**Requirement**
Send each entry back exactly as given, pictures excluded.
═════ The records ═════
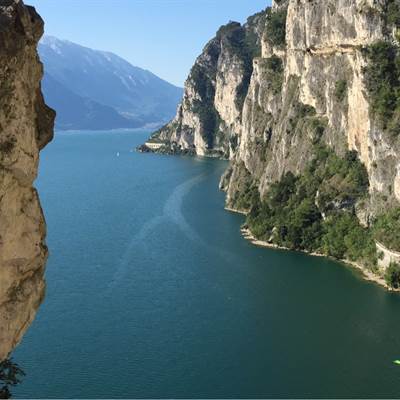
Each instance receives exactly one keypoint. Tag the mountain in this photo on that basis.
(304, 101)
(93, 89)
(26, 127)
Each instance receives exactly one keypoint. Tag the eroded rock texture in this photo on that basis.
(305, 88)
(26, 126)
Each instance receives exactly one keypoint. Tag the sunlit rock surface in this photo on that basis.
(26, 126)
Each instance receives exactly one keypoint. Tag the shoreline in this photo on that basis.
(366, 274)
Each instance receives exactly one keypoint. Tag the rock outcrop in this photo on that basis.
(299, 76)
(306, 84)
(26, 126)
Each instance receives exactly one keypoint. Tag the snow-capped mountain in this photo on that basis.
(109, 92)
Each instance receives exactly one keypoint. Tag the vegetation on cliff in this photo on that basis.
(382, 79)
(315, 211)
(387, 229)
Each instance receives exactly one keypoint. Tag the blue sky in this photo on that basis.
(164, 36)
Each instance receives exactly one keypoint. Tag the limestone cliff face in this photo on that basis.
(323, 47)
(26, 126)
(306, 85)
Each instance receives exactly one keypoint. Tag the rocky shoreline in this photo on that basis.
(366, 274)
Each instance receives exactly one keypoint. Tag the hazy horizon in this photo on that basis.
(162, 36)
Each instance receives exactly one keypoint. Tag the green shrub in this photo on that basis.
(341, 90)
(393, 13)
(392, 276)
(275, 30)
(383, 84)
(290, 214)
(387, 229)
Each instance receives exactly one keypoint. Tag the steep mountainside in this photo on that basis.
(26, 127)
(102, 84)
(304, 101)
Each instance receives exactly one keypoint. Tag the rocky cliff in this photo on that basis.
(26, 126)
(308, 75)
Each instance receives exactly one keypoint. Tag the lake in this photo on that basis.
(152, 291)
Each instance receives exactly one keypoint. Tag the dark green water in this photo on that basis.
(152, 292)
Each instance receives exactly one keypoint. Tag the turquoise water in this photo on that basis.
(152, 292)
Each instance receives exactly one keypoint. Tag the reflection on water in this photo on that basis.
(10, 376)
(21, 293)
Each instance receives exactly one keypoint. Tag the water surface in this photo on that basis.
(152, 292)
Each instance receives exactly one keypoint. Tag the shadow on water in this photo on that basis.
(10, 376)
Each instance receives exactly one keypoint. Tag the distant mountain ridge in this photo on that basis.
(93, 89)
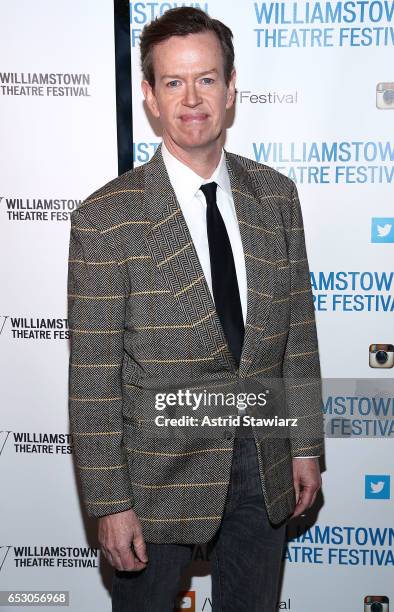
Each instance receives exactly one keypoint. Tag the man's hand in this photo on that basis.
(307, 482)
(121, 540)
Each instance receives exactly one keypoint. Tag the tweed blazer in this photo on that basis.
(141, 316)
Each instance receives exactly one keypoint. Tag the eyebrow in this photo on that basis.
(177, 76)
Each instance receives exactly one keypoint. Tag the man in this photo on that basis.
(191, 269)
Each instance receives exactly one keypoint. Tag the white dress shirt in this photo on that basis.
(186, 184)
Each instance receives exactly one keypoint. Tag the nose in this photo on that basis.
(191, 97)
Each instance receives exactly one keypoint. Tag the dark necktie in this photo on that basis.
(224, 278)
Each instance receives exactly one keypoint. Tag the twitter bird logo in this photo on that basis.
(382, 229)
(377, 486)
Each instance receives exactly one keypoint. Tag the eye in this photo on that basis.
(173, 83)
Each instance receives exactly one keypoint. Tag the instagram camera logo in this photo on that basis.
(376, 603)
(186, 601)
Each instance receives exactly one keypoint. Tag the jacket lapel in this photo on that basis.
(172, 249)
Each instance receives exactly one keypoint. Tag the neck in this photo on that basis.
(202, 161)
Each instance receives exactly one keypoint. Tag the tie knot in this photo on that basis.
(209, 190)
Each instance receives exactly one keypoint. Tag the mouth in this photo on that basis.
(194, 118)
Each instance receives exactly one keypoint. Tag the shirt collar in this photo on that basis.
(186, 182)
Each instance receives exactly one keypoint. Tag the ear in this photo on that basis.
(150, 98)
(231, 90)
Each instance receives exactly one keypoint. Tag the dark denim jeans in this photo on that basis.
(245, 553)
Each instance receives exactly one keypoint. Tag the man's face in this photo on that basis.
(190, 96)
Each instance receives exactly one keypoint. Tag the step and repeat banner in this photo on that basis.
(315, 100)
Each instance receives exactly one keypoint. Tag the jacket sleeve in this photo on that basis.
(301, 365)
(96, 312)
═════
**Written solution**
Each instance receives exactly one keypoint. Tag the mountain in this photo on that basis.
(304, 101)
(93, 89)
(26, 127)
Each instance receives exactly one keypoint. Tag the eroded rock texture in this photo on that basis.
(305, 88)
(26, 126)
Each instance receives exactly one keypoint. Tag the sunlit rock surface in this photo on that basis.
(26, 126)
Each instance receives exactly one keypoint. Tag the shoreline in this photo on that basis.
(366, 274)
Each instance receives exactly one keypoint. Tag the rock outcrop in this photo on that basis.
(299, 76)
(306, 84)
(26, 126)
Each instance receives exactly one keypoint. Tag the snow-capped mountain in this photo on that basis.
(109, 92)
Each instance receives exactly one keypoint. Tag the vegetation on cliff in this photo on that basis.
(382, 79)
(315, 211)
(387, 229)
Each instance receives exactly one keypoint. Tag the blue sky in this photo on that basis.
(164, 36)
Each instance receives exactly one keypoint. Tag the limestone cliff face in this photo on that basis.
(323, 47)
(26, 126)
(306, 85)
Each instance receives exactly one keypoint. Tag the rocky shoreline in this photo on that basis.
(366, 274)
Each instance receives exactly one keypoint. Tag the hazy horizon in this photo on that basis.
(162, 36)
Each instance receives exactly one keypoint. Tag the green shrub in this photo on that basis.
(341, 90)
(393, 13)
(392, 276)
(275, 30)
(383, 84)
(290, 214)
(387, 229)
Each instance receives exactly one keypoint. Tag the steep mountainside in this photo on that basis.
(26, 127)
(102, 84)
(304, 101)
Each instance receives exactly one keypoint. Tag the rocky cliff in this photo on that basis.
(26, 126)
(308, 75)
Each instance receives exactly one keypoint. Tag the lake in this photo on that basis.
(152, 291)
Each instance receives exactly one keypoint. Tag the dark green water in this photo on that basis.
(152, 292)
Each instance receives exactly one keypoint. Tag the turquoise water in this photo on that basis.
(152, 292)
Each instance receives exactly one keypoint. Tag the reflection on water in this photo on that basis.
(10, 376)
(21, 293)
Each instance receives exactly one keypoint. Tag the water surface in this photo on that basis.
(152, 292)
Each instance receives exactly one keypoint. Tag the shadow on water in this photo on that basis.
(10, 376)
Each instance receives exactly one keypoint. Tag the distant mountain ridge in this photo on that basis.
(93, 89)
Each instance receives exactly one keypoint. Tag the man's hand in this photo on that basis.
(307, 482)
(121, 540)
Each instance receives exactly one keypoint. Tag the tweed blazer in this photo on that basis.
(141, 316)
Each instance receives exactly one keypoint. Tag the eyebrow in this photo on that basis.
(177, 76)
Each instance receives exactly one keypoint. Tag the man in this photo on that basis.
(191, 269)
Each instance receives exactly one keypoint. Tag the white dress shirt in this photo on that basis.
(186, 184)
Each instance receives exactly one keypoint. Tag the nose in this photo on that basis.
(191, 97)
Each instance receives exactly one keypoint. Tag the dark necktie in this photo on that basis.
(224, 278)
Each instance receives exactly one keypoint. Tag the twitter bird logo in this photo on that basis.
(382, 229)
(377, 486)
Each instance receives exactly one keypoint. Tag the eye in this photo on that basis.
(173, 83)
Each instance receives exactly one keypoint. Tag the instagram camera logo in this photo on that basis.
(376, 603)
(186, 601)
Each instance receives exactly one keypoint. Tag the jacket lapel in this photo on that basis.
(172, 249)
Each instance receives exactly one keypoint. Tag the neck in this photo on that basis.
(202, 161)
Each instance receives exactly one keypoint. Tag the tie knot in this photo on that basis.
(209, 190)
Each instance receives exactly one keypoint. Tag the mouth in this photo on that basis.
(194, 118)
Each instance receives exactly one keypoint. Tag the shirt collar in this photo on that basis.
(186, 182)
Each instance receives exactly one keypoint. Tag the ear in this photo on that basis.
(150, 98)
(231, 90)
Each instance receives exactly one keypoint. Tag the dark denim jeans in this photo on that basis.
(245, 553)
Each instance receives exactly one keypoint. Tag the man's face in this photo on that basis.
(190, 96)
Each instance receives exactly one keypoint. Tag the step and repeat banner in this photo on that basis.
(315, 100)
Each instance receives exactly one keypoint. Tag the jacket sleeve in this photo on that basis.
(301, 365)
(96, 312)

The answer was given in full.